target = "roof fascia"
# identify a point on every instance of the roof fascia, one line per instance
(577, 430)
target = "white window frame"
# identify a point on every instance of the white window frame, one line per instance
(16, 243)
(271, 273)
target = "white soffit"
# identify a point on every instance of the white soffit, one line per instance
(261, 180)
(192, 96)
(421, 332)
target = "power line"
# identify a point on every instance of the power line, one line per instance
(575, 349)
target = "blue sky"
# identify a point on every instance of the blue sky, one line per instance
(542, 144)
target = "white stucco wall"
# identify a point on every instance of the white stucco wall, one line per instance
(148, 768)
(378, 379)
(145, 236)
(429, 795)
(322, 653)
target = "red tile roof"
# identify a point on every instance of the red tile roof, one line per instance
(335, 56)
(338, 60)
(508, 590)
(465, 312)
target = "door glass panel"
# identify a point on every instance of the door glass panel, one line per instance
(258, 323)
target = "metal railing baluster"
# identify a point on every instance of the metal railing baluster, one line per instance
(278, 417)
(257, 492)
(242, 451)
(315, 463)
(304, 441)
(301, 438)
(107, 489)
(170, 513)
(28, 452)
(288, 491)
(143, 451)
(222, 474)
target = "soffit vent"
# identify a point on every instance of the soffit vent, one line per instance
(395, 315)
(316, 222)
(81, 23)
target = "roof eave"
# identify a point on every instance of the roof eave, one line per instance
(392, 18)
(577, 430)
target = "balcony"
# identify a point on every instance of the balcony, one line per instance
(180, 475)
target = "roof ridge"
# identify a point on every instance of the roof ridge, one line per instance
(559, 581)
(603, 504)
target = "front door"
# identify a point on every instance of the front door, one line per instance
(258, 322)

_____

The line with "eave, one line per instance" and every line after it up to the end of the entries: output those exactly, and only those.

# identify a point on every instance of the roof eave, one line per instance
(392, 18)
(577, 430)
target = "balcony"
# identify a point on every instance of the balcony, one line per instance
(180, 475)
target = "roof ridge"
# identify a point on every instance of the roof ridge, one line per instance
(559, 581)
(603, 504)
target = "front door"
# identify a point on every instance of the front door, one line per instance
(258, 322)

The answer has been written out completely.